> BRIEF:
Retype the records that come next, word for word.

Referring expression pointing data:
┄┄┄┄┄┄┄┄┄┄

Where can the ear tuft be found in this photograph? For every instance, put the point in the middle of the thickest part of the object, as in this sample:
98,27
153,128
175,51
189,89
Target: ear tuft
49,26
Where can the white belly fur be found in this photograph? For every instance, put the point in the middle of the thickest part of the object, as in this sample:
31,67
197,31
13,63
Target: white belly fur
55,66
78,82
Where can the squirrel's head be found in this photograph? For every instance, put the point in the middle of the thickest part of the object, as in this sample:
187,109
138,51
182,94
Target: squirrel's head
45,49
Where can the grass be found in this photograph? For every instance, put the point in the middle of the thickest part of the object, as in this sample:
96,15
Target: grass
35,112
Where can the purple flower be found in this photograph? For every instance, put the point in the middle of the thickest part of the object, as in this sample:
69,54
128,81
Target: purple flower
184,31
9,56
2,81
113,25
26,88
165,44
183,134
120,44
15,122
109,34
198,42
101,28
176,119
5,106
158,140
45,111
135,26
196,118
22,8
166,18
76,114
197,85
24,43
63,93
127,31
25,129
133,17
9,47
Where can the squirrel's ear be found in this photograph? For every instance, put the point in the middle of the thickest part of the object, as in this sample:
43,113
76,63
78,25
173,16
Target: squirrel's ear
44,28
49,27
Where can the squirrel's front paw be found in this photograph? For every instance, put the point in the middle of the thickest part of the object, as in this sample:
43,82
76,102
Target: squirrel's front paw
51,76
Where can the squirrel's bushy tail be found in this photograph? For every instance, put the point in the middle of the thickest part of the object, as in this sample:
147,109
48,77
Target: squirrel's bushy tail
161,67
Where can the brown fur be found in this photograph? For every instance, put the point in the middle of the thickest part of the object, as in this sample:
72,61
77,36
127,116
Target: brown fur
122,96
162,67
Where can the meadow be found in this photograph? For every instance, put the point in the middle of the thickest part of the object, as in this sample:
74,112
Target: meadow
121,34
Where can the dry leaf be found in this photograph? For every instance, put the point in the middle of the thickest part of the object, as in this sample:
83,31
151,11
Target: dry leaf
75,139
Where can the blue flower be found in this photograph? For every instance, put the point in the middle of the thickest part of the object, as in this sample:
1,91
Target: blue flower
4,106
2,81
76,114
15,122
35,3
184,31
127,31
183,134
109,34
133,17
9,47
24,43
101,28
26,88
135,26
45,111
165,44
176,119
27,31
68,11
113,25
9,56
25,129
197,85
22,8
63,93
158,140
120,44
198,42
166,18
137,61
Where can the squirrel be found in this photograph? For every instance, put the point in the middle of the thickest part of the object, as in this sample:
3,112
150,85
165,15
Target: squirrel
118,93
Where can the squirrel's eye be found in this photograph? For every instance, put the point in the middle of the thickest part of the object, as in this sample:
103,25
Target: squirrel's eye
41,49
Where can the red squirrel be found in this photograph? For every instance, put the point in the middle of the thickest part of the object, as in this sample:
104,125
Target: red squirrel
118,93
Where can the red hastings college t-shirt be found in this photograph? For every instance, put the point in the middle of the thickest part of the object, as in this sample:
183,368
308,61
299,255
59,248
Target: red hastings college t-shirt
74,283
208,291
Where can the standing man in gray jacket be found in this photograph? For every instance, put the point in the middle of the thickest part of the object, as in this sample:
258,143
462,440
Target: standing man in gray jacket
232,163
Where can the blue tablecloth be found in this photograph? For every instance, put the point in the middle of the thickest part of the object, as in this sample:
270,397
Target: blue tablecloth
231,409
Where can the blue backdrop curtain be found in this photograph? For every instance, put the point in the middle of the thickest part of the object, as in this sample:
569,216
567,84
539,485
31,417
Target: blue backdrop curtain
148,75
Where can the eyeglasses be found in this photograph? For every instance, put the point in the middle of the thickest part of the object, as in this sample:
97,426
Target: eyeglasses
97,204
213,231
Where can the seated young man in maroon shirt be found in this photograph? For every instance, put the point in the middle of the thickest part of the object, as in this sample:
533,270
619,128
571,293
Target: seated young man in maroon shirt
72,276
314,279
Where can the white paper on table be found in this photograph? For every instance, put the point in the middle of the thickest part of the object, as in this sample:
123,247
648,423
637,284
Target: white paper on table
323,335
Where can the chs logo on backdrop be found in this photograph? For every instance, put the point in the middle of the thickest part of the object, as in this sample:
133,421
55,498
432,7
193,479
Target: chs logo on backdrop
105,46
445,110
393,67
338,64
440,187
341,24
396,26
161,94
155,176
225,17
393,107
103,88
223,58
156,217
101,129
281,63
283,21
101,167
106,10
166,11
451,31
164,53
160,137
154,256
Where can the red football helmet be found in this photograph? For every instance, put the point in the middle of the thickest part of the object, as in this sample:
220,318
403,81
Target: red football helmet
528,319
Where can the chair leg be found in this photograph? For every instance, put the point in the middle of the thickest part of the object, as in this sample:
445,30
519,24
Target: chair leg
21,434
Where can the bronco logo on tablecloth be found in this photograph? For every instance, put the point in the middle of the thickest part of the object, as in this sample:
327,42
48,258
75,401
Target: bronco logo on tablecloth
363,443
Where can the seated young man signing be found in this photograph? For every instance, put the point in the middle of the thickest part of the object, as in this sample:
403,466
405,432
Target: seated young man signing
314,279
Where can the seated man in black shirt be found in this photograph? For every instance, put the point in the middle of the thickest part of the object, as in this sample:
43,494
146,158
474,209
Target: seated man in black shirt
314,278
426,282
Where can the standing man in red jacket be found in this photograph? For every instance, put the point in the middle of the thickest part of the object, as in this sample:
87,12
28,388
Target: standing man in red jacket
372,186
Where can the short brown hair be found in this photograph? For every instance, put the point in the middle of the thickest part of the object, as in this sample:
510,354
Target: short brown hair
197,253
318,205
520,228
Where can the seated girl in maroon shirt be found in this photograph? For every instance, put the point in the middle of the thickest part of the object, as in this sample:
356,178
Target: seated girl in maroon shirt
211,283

┄┄┄┄┄┄┄┄┄┄

> PROBLEM SOLUTION:
Where can the ear tuft be found in this photograph? For every instance, put the point in the middle of the thickest part of the object, as in this sample:
98,27
153,128
175,51
189,89
Target: ear tuft
49,26
Where can the white belly fur be found in this photograph? For every instance, put the point in the middle of the thickest part of the object, as in this sample:
31,67
197,31
13,63
Target: white belly fur
55,66
78,82
Where can the squirrel's head be found in this photograph? For every instance, put the point in the middle of the thickest part of the object, as in this sample:
187,109
138,51
182,94
Target: squirrel's head
45,49
Where can the grass be found in this photograph? For every instance, put the point in the middle of the thickest part of the object, as in this sample:
96,15
Target: grass
35,112
Where can the purple flower be found in this photograph? For every instance, put the point in the middle of the thickest part of the object, as in this sample:
69,54
128,81
Target: purple flower
184,31
9,56
2,81
113,25
26,88
165,44
183,134
120,44
15,122
109,34
198,42
101,28
176,119
5,106
158,140
45,111
135,26
196,118
22,8
166,18
76,114
197,85
24,43
63,93
127,31
25,129
133,17
9,47
Where can the squirrel's ear be found in this photograph? For every instance, put the point in the middle of the thickest part of the object, as in this sample:
43,113
76,63
78,25
173,16
Target: squirrel's ear
44,28
49,27
Where can the squirrel's front paw be found in this photograph? For every instance, put the point in the middle of the thickest part of the object, as in this sample:
43,82
76,102
Target: squirrel's front paw
51,76
Where can the squirrel's bushy tail be found in this photograph? For every instance, put the point in the middle of the thickest part of the object, as in this sample:
147,109
48,77
Target: squirrel's bushy tail
161,67
Where can the brown fur be found in this photograph? For every instance, put the point in the middle of the thickest part of the object, as in this sample:
72,61
77,36
127,116
Target: brown fur
122,96
162,67
Where can the meadow be found in this photograph? For every instance, put the point in the middle of the thickest part of the object, as in this sample:
74,112
Target: meadow
121,34
Where can the dry leaf be found in this photograph? For every instance, put the point in the middle of the thickest part of the object, as in this sample:
83,31
151,11
Target: dry leaf
75,139
Where can the blue flower be found in this photograph? For every instance, put the point in the middle of the thickest part of the object, as in this sample:
1,91
Target: blue flower
4,106
2,81
76,114
15,122
35,3
184,31
127,31
183,134
109,34
133,17
9,47
24,43
101,28
26,88
135,26
45,111
165,44
176,119
27,31
68,11
113,25
9,56
25,129
197,85
22,8
63,93
158,140
120,44
198,42
166,18
137,61
Where can the squirrel be found in this photograph? For every instance, put the point in the middle of the thickest part of the object, as in this sample:
3,112
150,85
165,15
Target: squirrel
118,93
Where can the squirrel's eye be found in this photograph? For every instance, put the point in the middle of the thickest part of the object, as in this sample:
103,25
Target: squirrel's eye
41,49
Where can the red squirrel be found in this photograph? For every instance, put the point in the middle of the thickest part of the object, as in this sample:
104,125
Target: red squirrel
118,93
Where can the red hastings college t-shirt be found in this photograph? For every instance, put the point in the middle of the thickest part of the object, as in this sample:
183,368
308,61
299,255
59,248
Target: red hastings college t-shirt
74,283
208,291
Where can the standing man in gray jacket be found in this photograph? For every instance, put the point in the middle of the thickest part of the object, as in this sample:
258,143
462,440
Target: standing man in gray jacket
232,163
Where can the blue tablecloth be found in this photograph? For every instance, put the point in the middle of the thickest part of the object, as in this sample:
270,397
Target: blue tablecloth
231,409
Where can the blue backdrop curtain be found in this photograph? For every instance, put the point in the middle of the thickest part of the object, as in this sample:
569,216
567,84
539,485
31,417
Target: blue backdrop curtain
148,75
Where can the eyeglasses be found in this photograph? For every instance, put the point in the middle of the thickest part of the object, as in this sample:
97,426
Target: eyeglasses
97,204
213,231
Where can the seated young man in maroon shirt be found in this photograph? For every instance, put the point in the middle of the thickest part of the object, as in this sample:
533,270
619,128
571,293
Target: seated young man in maroon shirt
72,276
314,279
Where can the white paper on table be found in this photograph? For every instance, put the point in the middle of the thickest part of the object, as in this sample:
123,247
648,423
637,284
Target: white paper on table
323,335
Where can the chs logo on backdrop be found in this photograph? For every instance, put the point in the middle of the thickest part of the object, as in this sample:
133,421
55,498
432,7
193,479
Target: chs logo on backdrop
105,46
445,110
393,67
338,64
440,187
341,24
396,26
161,94
155,176
225,17
393,107
103,88
223,58
156,217
101,129
281,63
283,21
101,167
106,10
166,11
451,31
164,53
160,137
154,256
Where can the red football helmet be found in this photograph? For every instance, put the point in the middle of the thickest part of the object, as in this sample:
220,318
403,81
Target: red football helmet
528,319
Where can the chair leg be found in this photograph? For every instance, put the point in the middle of the thickest part of the object, as in this sample:
445,30
519,24
Target: chair leg
21,434
Where can the bronco logo on tablecloth be found in this photograph? For every instance, put the point in the middle of the thickest part of the object, as in this sample:
327,42
48,258
75,401
Target: bronco logo on tablecloth
363,443
Where can the seated young man signing be found in this photograph? For every instance, put the point in the middle of the thickest part of the object, as in this sample:
403,466
405,432
Target: seated young man signing
314,279
Where can the seated man in black shirt be found in this photograph? For every instance, put the point in the middle of the thickest part of the object, as in this sample:
43,494
146,158
474,209
Target: seated man in black shirt
314,278
426,282
Where can the standing man in red jacket be found in this photograph? For every instance, put the point in the middle of the thickest part of the object, as in this sample:
87,12
28,388
Target: standing man in red jacket
372,186
Where can the short brown hair be found in this photograph? For every instance, put the point in the middle of the thickest part of the object, as in this sample:
510,354
Target: short brown hair
197,253
318,205
520,228
Where can the seated girl in maroon shirt be found in this photograph? For every instance, put the point in the middle of the thickest part of the object, as in this sample:
356,178
Target: seated girl in maroon shirt
211,283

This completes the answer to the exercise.